Texte fourni
· · · · ·

J’ai adoré, parce qu’on est seul sur son vélo, on arpente la ville la nuit… Il y a quelque chose d’assez romantique derrière l’image du coursier. Il y avait du challenge et puis on sent une espèce de liberté comme ça… Mais c’est une liberté dont on se rend compte qu’elle est assez illusoire au final.

Il souligne aussi la solidarité entre coursiers, la communauté qui se forme entre eux. "D’ailleurs Deliveroo a beaucoup joué sur cet aspect de communauté pour essayer de fédérer les coursiers autour de son projet", précise-t-il.

Jean-Bernard Robillard a beaucoup filmé ses courses, grâce à une petite caméra placée sur son casque. Et on voit bien les risques qu’il prend au quotidien !

"Cela fait partie du métier. […] Le fait de rouler vite entre les voitures crée vraiment un gros choc d’adrénaline et on finit par vraiment aimer ça."


De salarié à indépendant forcé

Il a quand même connu de nombreux accrochages, dont 5 gros accidents sur un an et demi, en particulier une dent cassée, que la mutuelle a couverte, parce qu’à l’époque, les travailleurs de la plateforme étaient salariés.

· · · · ·

Votre tâche
Recopiez mot pour mot, dans le texte sur les coursiers, tout ce qui va de « Il souligne aussi » jusqu’à « prend au quotidien ! ».

Entrées d’un jeu de données
· · · · ·

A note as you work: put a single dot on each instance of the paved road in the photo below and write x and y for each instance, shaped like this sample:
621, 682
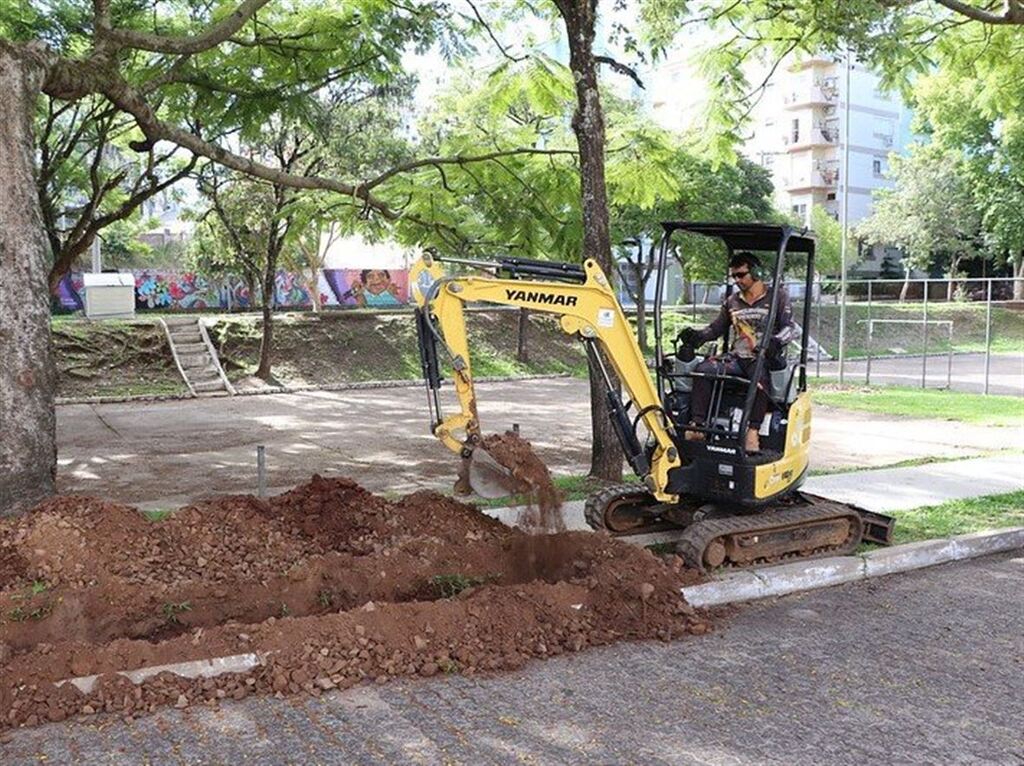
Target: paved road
925, 668
1006, 375
172, 452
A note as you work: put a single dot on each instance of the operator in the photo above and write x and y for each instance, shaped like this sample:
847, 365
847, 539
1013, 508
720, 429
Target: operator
748, 311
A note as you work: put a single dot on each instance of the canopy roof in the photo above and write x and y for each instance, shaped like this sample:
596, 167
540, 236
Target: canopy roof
749, 236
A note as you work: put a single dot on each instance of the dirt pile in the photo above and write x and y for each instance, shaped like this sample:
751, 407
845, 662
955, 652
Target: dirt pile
329, 585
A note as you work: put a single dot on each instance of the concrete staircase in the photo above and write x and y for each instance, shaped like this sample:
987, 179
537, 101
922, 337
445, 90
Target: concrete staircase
196, 357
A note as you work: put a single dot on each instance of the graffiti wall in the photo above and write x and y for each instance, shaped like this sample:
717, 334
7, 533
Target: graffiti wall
183, 291
369, 288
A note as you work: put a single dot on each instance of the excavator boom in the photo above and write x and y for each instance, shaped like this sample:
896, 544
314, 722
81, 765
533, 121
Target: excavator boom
582, 298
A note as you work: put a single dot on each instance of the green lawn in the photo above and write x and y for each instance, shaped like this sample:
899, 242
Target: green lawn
960, 517
916, 402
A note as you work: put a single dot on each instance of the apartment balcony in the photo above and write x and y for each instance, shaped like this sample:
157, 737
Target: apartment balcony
813, 60
814, 96
820, 179
814, 138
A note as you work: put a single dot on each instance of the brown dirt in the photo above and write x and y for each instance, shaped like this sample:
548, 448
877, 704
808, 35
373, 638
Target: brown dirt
332, 585
544, 512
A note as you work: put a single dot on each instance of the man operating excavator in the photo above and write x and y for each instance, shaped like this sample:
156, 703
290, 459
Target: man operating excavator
747, 310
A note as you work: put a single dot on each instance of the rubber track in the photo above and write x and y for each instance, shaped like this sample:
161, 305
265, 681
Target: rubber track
593, 509
696, 537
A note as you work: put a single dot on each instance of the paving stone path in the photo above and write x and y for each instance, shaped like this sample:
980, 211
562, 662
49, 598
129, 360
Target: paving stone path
925, 668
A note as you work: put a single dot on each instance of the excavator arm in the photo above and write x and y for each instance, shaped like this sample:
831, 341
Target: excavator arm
586, 305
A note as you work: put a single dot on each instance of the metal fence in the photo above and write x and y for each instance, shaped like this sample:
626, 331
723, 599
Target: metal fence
960, 334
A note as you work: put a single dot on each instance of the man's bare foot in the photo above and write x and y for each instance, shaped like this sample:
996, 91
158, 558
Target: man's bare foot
753, 440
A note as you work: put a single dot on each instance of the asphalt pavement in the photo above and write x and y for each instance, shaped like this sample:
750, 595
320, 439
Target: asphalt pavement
924, 668
962, 372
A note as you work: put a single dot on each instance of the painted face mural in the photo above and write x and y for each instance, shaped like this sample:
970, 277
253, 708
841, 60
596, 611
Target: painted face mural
182, 291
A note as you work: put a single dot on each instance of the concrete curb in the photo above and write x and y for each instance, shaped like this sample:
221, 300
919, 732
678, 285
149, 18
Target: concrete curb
194, 669
354, 386
780, 581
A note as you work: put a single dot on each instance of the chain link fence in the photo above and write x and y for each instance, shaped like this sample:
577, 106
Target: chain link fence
961, 334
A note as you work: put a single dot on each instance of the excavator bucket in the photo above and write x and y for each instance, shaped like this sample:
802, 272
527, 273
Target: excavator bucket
488, 478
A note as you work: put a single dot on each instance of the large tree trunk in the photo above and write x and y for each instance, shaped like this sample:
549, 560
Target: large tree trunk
588, 124
28, 422
269, 300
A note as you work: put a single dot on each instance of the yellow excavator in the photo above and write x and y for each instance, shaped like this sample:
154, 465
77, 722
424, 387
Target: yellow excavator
735, 508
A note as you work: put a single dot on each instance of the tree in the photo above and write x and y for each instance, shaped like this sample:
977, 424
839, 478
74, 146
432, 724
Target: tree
88, 177
198, 76
985, 130
930, 212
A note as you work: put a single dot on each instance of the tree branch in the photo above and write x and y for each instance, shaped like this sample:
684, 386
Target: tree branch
1012, 13
621, 69
215, 35
460, 160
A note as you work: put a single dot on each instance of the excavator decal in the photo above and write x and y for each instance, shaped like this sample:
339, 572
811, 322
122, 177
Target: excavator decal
547, 298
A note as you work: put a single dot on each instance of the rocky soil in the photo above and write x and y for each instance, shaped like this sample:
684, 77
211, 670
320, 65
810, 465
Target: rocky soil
329, 585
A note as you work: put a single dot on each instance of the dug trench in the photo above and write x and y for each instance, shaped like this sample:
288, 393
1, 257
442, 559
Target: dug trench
328, 584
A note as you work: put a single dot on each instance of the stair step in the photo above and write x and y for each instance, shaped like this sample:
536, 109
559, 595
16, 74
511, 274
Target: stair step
181, 335
204, 376
196, 365
177, 322
185, 349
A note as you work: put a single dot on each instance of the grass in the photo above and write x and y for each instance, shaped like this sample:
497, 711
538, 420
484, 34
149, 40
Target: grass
157, 514
931, 403
450, 586
960, 517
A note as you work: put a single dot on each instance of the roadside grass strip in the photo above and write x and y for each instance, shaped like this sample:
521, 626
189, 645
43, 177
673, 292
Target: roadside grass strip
930, 403
960, 517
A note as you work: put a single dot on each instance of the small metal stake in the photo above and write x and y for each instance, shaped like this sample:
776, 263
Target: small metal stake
260, 471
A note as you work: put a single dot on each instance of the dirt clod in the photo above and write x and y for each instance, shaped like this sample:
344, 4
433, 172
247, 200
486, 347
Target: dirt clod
329, 584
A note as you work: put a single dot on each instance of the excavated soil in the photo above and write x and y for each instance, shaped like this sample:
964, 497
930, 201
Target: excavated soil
330, 585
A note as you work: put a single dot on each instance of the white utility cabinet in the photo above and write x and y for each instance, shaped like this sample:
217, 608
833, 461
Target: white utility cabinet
109, 295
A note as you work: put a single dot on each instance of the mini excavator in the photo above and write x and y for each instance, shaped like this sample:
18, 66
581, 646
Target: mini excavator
734, 508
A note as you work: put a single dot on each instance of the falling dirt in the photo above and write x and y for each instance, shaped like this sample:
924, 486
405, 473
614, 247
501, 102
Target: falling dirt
544, 512
328, 584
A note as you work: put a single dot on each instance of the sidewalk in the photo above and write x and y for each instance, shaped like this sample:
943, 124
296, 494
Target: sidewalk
882, 490
887, 490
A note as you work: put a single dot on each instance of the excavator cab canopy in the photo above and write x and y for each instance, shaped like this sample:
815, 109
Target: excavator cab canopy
763, 237
780, 239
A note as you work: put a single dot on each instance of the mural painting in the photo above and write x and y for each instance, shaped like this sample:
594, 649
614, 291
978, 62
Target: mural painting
183, 291
174, 290
368, 288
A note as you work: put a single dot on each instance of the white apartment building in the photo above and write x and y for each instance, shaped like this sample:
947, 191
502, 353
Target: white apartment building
799, 127
800, 135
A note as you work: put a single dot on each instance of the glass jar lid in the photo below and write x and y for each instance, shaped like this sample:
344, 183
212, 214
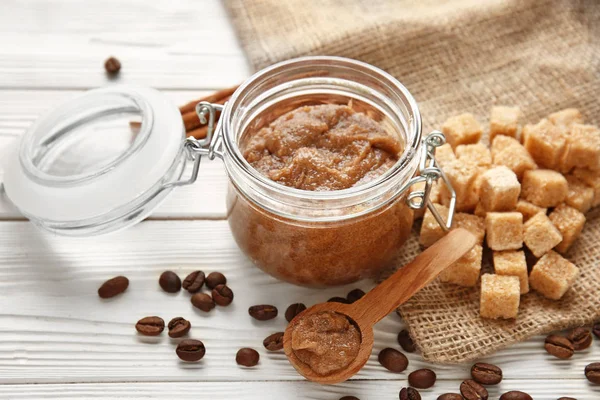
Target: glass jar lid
99, 162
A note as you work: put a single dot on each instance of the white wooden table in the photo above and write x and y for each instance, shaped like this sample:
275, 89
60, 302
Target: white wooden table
59, 340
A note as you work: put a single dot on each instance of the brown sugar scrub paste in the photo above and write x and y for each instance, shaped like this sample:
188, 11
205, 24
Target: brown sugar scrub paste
323, 147
325, 341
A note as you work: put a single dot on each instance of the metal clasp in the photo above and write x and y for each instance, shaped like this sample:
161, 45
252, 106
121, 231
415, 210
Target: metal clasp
210, 146
430, 172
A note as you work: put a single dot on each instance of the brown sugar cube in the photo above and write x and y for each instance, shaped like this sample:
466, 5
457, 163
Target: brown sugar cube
540, 235
528, 209
462, 176
512, 263
553, 275
464, 272
545, 143
499, 189
500, 296
462, 129
431, 231
583, 148
477, 154
504, 230
580, 196
472, 223
509, 152
444, 155
504, 121
569, 222
592, 179
544, 187
565, 118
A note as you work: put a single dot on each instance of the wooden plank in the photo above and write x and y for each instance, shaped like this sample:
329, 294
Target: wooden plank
205, 199
164, 44
365, 390
54, 328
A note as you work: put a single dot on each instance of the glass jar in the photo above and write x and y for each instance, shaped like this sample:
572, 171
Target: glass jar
316, 238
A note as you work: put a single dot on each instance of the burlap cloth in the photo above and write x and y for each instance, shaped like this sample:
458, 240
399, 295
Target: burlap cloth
457, 56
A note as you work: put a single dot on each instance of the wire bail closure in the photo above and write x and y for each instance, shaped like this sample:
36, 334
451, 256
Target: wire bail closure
430, 172
210, 146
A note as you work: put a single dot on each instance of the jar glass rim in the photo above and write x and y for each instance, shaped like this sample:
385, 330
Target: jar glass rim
413, 136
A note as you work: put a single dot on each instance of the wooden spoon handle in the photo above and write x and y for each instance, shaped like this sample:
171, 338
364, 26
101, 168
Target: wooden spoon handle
411, 278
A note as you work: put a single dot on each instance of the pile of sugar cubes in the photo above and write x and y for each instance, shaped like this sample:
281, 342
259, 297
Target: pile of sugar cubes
528, 189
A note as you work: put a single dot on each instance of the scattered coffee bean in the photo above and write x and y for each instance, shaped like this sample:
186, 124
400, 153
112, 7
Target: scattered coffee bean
392, 360
409, 394
194, 281
515, 395
113, 287
222, 295
214, 279
596, 330
354, 295
472, 390
338, 299
274, 342
178, 327
150, 326
190, 350
293, 310
203, 301
592, 373
247, 357
422, 378
406, 342
486, 374
263, 312
112, 66
581, 338
559, 347
170, 282
450, 396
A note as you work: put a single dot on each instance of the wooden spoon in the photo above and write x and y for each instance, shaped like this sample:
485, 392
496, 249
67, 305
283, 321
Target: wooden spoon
382, 300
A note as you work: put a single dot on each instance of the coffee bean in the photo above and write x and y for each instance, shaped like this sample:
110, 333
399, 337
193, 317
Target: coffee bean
214, 279
596, 330
194, 281
405, 341
450, 396
581, 338
354, 295
592, 373
113, 287
274, 342
247, 357
178, 327
486, 374
559, 346
338, 299
515, 395
422, 378
170, 282
190, 350
409, 394
112, 66
472, 390
263, 312
293, 310
222, 295
203, 301
150, 326
392, 360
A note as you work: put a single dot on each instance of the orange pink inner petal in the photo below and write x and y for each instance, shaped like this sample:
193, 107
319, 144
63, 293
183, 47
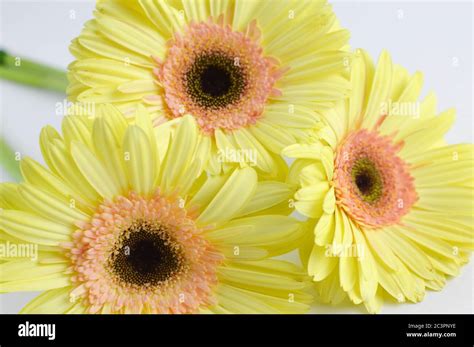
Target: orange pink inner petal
218, 75
372, 183
143, 255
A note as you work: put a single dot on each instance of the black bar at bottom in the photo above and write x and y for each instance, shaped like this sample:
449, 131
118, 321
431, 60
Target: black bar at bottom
236, 329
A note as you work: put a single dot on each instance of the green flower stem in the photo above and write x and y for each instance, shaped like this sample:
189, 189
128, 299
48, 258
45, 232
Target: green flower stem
8, 160
24, 71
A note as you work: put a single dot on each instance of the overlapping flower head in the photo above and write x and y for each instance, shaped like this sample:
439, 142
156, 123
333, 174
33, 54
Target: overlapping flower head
252, 73
389, 202
125, 225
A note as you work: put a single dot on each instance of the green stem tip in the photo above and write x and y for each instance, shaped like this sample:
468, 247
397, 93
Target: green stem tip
24, 71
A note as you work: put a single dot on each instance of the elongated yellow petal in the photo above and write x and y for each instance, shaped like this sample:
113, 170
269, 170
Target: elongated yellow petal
232, 197
138, 160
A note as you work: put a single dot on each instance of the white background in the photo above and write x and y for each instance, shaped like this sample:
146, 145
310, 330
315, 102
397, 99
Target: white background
434, 37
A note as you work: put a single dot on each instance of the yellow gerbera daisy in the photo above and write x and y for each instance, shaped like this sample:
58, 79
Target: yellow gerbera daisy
124, 227
389, 201
251, 72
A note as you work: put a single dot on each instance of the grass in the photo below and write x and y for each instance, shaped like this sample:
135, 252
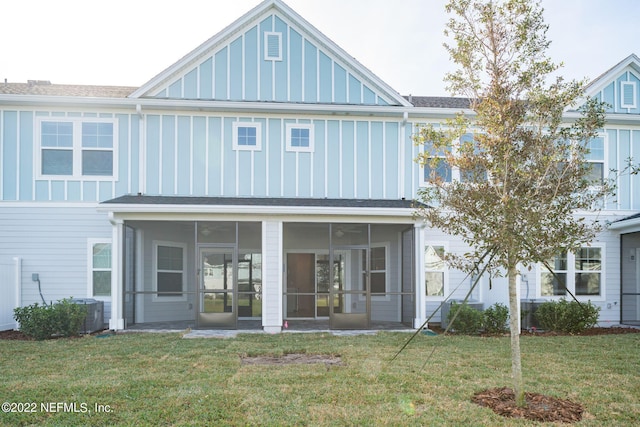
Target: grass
162, 379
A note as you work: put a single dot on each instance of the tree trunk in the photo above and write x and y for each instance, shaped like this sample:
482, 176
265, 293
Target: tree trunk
516, 365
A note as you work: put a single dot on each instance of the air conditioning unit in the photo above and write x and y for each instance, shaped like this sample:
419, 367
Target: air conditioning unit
446, 308
94, 321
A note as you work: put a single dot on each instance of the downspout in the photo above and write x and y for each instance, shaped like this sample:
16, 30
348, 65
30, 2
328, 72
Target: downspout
142, 163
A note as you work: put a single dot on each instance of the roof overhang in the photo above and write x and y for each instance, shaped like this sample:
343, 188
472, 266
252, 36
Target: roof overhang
252, 209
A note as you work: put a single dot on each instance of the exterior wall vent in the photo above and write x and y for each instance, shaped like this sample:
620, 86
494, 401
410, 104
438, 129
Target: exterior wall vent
272, 46
628, 95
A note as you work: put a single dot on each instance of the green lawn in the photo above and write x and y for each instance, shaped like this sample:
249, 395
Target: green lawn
162, 379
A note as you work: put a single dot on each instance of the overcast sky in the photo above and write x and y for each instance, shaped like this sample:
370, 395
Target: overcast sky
127, 42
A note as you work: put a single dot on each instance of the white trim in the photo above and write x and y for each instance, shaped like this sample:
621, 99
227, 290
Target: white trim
570, 272
634, 89
154, 263
445, 270
76, 148
257, 126
290, 127
91, 242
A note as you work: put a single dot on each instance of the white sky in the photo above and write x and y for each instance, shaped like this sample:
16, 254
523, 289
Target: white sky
127, 42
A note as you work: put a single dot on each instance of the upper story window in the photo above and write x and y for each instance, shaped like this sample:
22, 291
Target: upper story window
300, 137
272, 46
628, 95
77, 148
247, 136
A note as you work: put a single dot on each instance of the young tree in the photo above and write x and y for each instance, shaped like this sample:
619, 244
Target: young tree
522, 170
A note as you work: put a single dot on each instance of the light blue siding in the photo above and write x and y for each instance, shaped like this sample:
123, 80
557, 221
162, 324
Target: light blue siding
153, 154
215, 159
184, 173
310, 72
274, 151
378, 171
391, 161
348, 160
220, 75
235, 70
191, 84
295, 65
624, 183
26, 155
251, 64
319, 159
168, 155
326, 80
10, 155
362, 160
333, 163
199, 155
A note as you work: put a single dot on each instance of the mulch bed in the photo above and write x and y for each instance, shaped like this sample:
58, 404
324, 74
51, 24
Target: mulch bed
539, 407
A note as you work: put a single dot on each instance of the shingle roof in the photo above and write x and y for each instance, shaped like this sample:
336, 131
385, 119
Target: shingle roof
40, 87
438, 101
263, 201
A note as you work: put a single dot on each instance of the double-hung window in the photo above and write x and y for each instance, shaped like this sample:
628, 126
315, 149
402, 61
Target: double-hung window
77, 147
247, 136
99, 268
170, 275
300, 137
580, 272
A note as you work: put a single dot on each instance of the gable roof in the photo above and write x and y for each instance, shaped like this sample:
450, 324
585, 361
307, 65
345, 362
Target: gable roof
253, 18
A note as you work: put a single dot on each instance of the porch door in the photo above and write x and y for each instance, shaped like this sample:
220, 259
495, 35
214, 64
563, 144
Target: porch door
217, 293
350, 294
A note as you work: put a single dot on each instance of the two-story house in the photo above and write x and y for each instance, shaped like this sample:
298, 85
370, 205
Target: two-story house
265, 177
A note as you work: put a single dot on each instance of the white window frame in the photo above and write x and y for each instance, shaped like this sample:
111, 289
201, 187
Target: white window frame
76, 148
623, 86
267, 36
155, 297
90, 268
257, 126
445, 271
289, 129
571, 271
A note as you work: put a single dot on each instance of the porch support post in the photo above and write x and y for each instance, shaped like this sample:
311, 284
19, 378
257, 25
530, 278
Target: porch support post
117, 241
272, 276
420, 291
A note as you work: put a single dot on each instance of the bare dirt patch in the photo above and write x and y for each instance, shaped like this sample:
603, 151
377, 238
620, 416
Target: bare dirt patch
539, 407
293, 358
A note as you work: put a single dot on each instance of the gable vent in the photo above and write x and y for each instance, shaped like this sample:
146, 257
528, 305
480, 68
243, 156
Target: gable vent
272, 46
628, 95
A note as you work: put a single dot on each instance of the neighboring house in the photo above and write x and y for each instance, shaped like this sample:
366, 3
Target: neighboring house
266, 176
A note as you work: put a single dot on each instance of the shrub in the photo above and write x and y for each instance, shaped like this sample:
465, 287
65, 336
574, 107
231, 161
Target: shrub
468, 321
495, 319
43, 321
568, 317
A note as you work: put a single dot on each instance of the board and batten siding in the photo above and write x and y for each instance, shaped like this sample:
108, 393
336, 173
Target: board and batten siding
306, 72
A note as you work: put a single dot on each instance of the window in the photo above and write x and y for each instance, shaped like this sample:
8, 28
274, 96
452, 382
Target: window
77, 148
99, 268
300, 137
272, 46
169, 271
378, 272
247, 136
434, 268
628, 94
595, 160
581, 273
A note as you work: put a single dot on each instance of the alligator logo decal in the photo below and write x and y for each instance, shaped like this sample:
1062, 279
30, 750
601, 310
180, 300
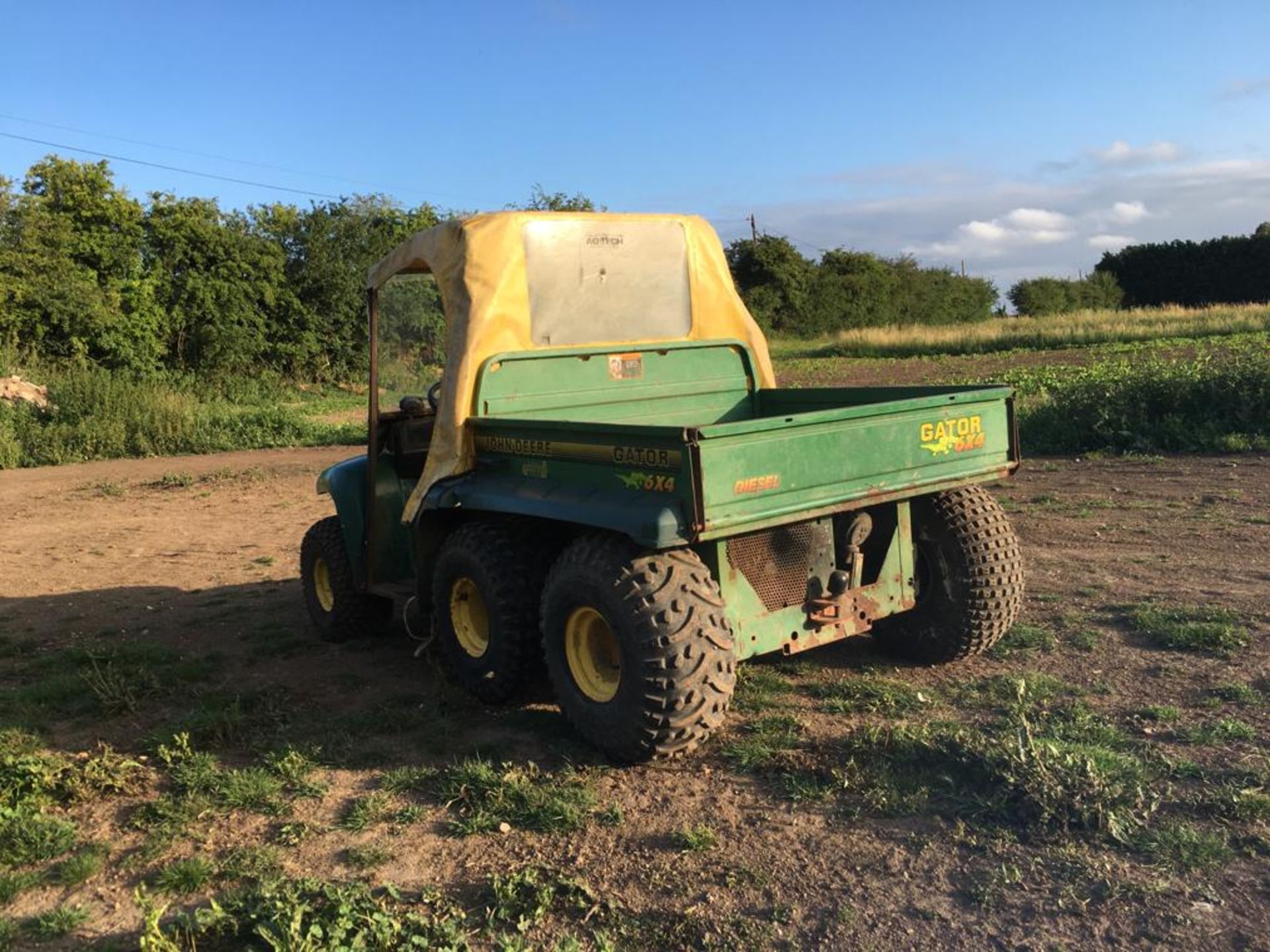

· · · · ·

Solution proposée
Il souligne aussi la solidarité entre coursiers, la communauté qui se forme entre eux. "D’ailleurs Deliveroo a beaucoup joué sur cet aspect de communauté pour essayer de fédérer les coursiers autour de son projet", précise-t-il.

Jean-Bernard Robillard a beaucoup filmé ses courses, grâce à une petite caméra placée sur son casque. Et on voit bien les risques qu’il prend au quotidien !